---------- Records shown
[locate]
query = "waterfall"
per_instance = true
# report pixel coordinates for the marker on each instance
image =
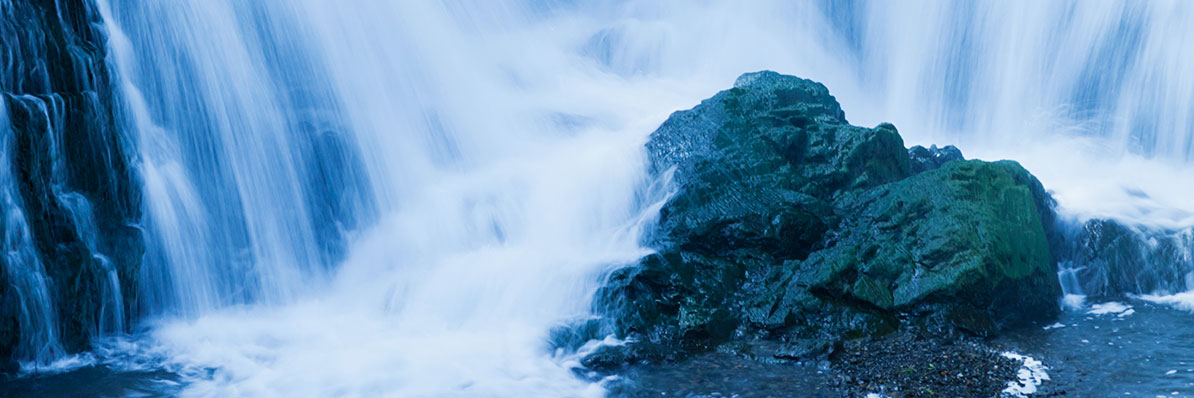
(380, 197)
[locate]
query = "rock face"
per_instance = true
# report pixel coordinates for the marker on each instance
(68, 194)
(791, 225)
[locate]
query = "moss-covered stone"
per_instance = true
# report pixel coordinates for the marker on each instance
(791, 224)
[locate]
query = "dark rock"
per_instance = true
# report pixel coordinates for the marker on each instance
(933, 158)
(69, 161)
(1112, 258)
(788, 222)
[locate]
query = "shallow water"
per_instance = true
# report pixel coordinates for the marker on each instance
(1144, 350)
(1128, 348)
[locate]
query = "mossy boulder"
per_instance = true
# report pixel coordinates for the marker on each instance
(791, 224)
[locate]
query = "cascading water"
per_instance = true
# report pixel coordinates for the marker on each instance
(402, 199)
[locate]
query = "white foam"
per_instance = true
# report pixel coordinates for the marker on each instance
(1111, 307)
(1074, 301)
(1029, 375)
(62, 365)
(1057, 325)
(1183, 300)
--------------------
• Short problem:
Could you return all of the items above word for word, with the picture left out?

• Result of the exercise:
[locate]
query = "waterfall"
per_instance = true
# report pixel coordinates for the marker on each instance
image =
(380, 197)
[locate]
query = "rock face"
per_instance = true
# report pixel coordinates for the marker on each instance
(68, 194)
(791, 225)
[locate]
query = "moss-covered stone"
per_instance = true
# report pixel coordinates for the marker on each instance
(791, 224)
[locate]
query = "dark rock"
per_instance = true
# report pixel coordinates for the marker on each instance
(933, 158)
(69, 161)
(1112, 258)
(788, 222)
[locate]
query = "shallow water"
per_instance = true
# report pixel coordinates for the marker on each instance
(1144, 350)
(1128, 348)
[locate]
query = "mossy boulder"
per_instance = true
# report pixel coordinates for the marker on each instance
(791, 224)
[locate]
query = "cascading water"
per_instance = true
# report pixel coordinates for the marker on each instance
(402, 199)
[locate]
query = "white foam"
per_instance = true
# report pixel coordinates for the marker on each instance
(1111, 307)
(1074, 301)
(1029, 375)
(62, 365)
(1057, 325)
(1183, 300)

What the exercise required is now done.